Spent part of yesterday doing that peculiarly California-ized ritual, the smogging of the vehicle. As it had a bad v-tec solenoid, it had flunked initially and so the re-test was a little nerve wracking, deadlines and all.
The car passed. But as I watched them slap gizmo and wand about the car, I started to feel the BP rising. What a scam this bullshit is, smogging a car made in the last decade. Another way to wring cash out of the already overtaxed and over regulated public and as always, not squat can be done about it except pony up and pony the hell out of there. Nice racket the state and the smog stations have.
Around four minutes into this silent seethe, I flashed on something from my adolescence. Standing in my dad’s kitchen watching the tiny telly and the news coming in from the distant and exotic promised land of Southern California. Seeing kids filing out of schools or empty schools themselves because of “smog days“, CA’s snowless version of a Boston school day off.
Thing is, snow days in Wellesley were because you couldn’t get to school, not “don’t go outside lest you choke”. We watched in fascination as the announcers intoned whatever the poisonous numerical benchmark was and then in amusement as the cameras would pan to the tobacco-stained skies over the San Fernando Valley. It looked positively awful–the Beach Boys and Mamas and the Papas never sang about this, hell, even the Doors hadn’t! (Love did!).

::::::::::

*Prompt 1*. Write out the smog-check post word for word from "The car passed." to "school day off.".
*Prompt 2*. Pick up the smog-check post after its last sentence and keep it going.
The rows after this post come from a separate source.

*Dataset content*.
::::::::::

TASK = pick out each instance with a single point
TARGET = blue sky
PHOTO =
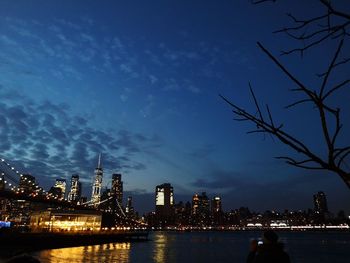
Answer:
(139, 82)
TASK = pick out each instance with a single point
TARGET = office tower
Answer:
(320, 203)
(216, 211)
(75, 189)
(216, 206)
(61, 183)
(117, 188)
(27, 184)
(200, 208)
(2, 181)
(97, 184)
(56, 192)
(164, 203)
(129, 209)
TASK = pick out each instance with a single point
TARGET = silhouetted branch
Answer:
(300, 164)
(311, 32)
(330, 68)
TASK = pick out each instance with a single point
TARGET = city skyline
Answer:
(144, 93)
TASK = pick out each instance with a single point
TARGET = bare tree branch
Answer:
(325, 28)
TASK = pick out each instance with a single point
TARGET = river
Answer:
(308, 247)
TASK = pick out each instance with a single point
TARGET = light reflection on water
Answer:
(172, 247)
(112, 252)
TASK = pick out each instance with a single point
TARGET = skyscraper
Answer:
(320, 203)
(216, 210)
(61, 183)
(129, 209)
(97, 184)
(216, 206)
(117, 188)
(27, 184)
(75, 189)
(164, 203)
(200, 208)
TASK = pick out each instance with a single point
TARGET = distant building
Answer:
(216, 206)
(56, 192)
(75, 189)
(27, 184)
(97, 184)
(129, 209)
(117, 188)
(2, 181)
(61, 183)
(200, 209)
(58, 221)
(216, 210)
(320, 203)
(164, 203)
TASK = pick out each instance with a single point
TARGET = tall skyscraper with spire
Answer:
(97, 184)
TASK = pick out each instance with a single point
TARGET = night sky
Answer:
(139, 81)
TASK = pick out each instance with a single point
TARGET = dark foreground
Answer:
(17, 243)
(171, 247)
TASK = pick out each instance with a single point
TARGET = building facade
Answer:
(62, 184)
(97, 184)
(164, 203)
(75, 189)
(117, 188)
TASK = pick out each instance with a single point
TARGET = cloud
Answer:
(203, 152)
(45, 140)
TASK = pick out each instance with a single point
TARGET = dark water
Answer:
(172, 247)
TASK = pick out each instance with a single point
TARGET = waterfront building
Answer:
(56, 192)
(216, 206)
(216, 210)
(320, 203)
(200, 209)
(97, 184)
(61, 183)
(75, 189)
(58, 221)
(164, 203)
(117, 189)
(129, 209)
(26, 184)
(2, 181)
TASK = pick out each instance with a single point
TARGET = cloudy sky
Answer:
(138, 81)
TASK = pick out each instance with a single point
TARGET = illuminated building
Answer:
(129, 209)
(216, 206)
(57, 221)
(164, 203)
(19, 212)
(320, 203)
(97, 184)
(200, 208)
(2, 181)
(117, 188)
(61, 183)
(56, 192)
(75, 189)
(26, 184)
(216, 210)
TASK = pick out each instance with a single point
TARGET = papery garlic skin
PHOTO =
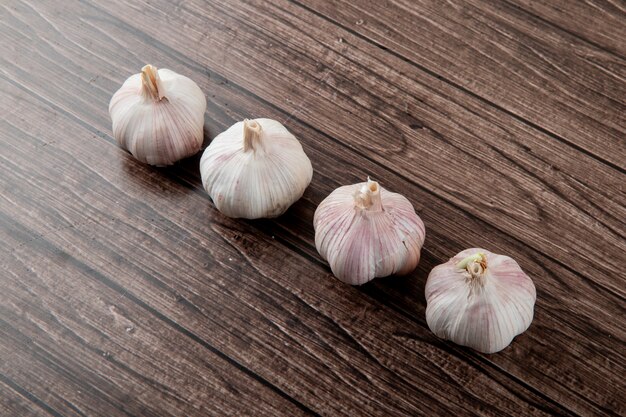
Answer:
(367, 232)
(255, 169)
(479, 299)
(158, 116)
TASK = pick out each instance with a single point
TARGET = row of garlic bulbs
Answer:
(257, 169)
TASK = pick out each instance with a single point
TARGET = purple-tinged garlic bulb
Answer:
(479, 299)
(367, 232)
(255, 169)
(158, 116)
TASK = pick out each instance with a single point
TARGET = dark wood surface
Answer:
(125, 293)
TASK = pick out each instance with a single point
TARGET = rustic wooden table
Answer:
(123, 292)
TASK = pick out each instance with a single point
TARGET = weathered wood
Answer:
(598, 21)
(543, 75)
(541, 188)
(247, 309)
(347, 361)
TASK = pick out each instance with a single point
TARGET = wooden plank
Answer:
(563, 293)
(532, 70)
(600, 22)
(548, 195)
(261, 252)
(82, 348)
(15, 401)
(347, 363)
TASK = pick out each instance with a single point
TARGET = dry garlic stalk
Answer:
(479, 299)
(255, 169)
(365, 232)
(158, 116)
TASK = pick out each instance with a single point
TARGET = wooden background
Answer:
(123, 292)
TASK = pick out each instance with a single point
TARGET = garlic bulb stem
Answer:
(251, 135)
(150, 83)
(368, 197)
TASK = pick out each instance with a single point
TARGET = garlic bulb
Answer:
(158, 116)
(479, 299)
(255, 169)
(365, 232)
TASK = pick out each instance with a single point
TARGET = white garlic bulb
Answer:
(158, 116)
(255, 169)
(365, 232)
(479, 299)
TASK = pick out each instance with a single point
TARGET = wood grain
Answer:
(243, 318)
(540, 74)
(598, 22)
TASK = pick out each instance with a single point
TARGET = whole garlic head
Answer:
(158, 116)
(255, 169)
(479, 299)
(365, 232)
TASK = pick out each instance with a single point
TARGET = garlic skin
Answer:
(255, 169)
(479, 299)
(158, 116)
(367, 232)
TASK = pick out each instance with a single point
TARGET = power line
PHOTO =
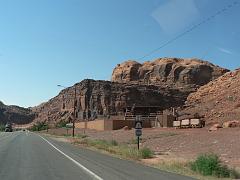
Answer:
(195, 26)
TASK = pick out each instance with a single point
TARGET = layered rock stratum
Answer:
(165, 82)
(218, 101)
(168, 71)
(15, 114)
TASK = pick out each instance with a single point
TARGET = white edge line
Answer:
(92, 174)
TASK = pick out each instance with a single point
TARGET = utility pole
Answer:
(74, 110)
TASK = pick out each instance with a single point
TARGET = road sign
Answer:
(138, 125)
(138, 132)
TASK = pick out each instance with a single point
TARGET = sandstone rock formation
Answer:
(168, 71)
(15, 114)
(105, 97)
(218, 101)
(163, 83)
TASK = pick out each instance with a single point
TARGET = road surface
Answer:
(28, 156)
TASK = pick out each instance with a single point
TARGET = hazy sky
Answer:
(48, 42)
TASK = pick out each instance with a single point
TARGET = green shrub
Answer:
(146, 153)
(114, 143)
(2, 127)
(210, 165)
(81, 136)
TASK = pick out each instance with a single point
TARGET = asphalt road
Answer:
(28, 156)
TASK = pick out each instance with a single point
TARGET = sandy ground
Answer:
(177, 144)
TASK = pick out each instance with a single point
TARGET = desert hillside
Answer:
(163, 83)
(15, 114)
(219, 100)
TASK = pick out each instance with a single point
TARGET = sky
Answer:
(44, 43)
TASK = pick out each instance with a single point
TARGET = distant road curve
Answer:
(28, 156)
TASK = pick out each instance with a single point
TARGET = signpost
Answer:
(138, 129)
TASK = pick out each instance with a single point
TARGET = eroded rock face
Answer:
(171, 71)
(105, 97)
(165, 83)
(218, 101)
(15, 114)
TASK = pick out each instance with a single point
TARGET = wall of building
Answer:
(105, 125)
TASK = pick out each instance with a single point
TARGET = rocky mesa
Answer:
(218, 101)
(15, 114)
(162, 83)
(168, 71)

::::::::::

*Exercise response 1*.
The car passed. But as I watched them slap gizmo and wand about the car, I started to feel the BP rising. What a scam this bullshit is, smogging a car made in the last decade. Another way to wring cash out of the already overtaxed and over regulated public and as always, not squat can be done about it except pony up and pony the hell out of there. Nice racket the state and the smog stations have.
Around four minutes into this silent seethe, I flashed on something from my adolescence. Standing in my dad’s kitchen watching the tiny telly and the news coming in from the distant and exotic promised land of Southern California. Seeing kids filing out of schools or empty schools themselves because of “smog days“, CA’s snowless version of a Boston school day off.

*Exercise response 2*.
Fifteen years later, I moved to LA and the “smog day” was somewhat in the past. The skies, in mid-July, did have that same yellow-y hue though. When we’d come back from SF, you’d still puncture the low level grossness descending from the Grapevine. So, it was still there. But now? LA doesn’t have spotless air and the quality is dicey, but even the Spaniards that conquered the place observed that hundreds of years ago–we’re a basin. Now, generally clear, mountains far more visible than they were when I arrived in ’89, sky a bit bluer.
All because of more stringent regs on emissions. Period. The filthy air fouling clunkers of the past rest and rust in junkyards. Our eyes don’t water and our throats are no longer sore. And not–never–because of the deep and abiding concern for our respiratory health among automakers, but because the state forced them to do it. And this is what really separates the adults from the overgrown children that are chronologically grownups but are mentally babes. We know that the purpose of private business is to make money and widen profit margins and if the air and water turn to shit, well, tell it to Wall Street. They aren’t your friends and they don’t care about you except as consumer, if even that. And you need look no further than the world’s new business powerhouse, China, with its skyrocketing cancer rates to know what really matters most.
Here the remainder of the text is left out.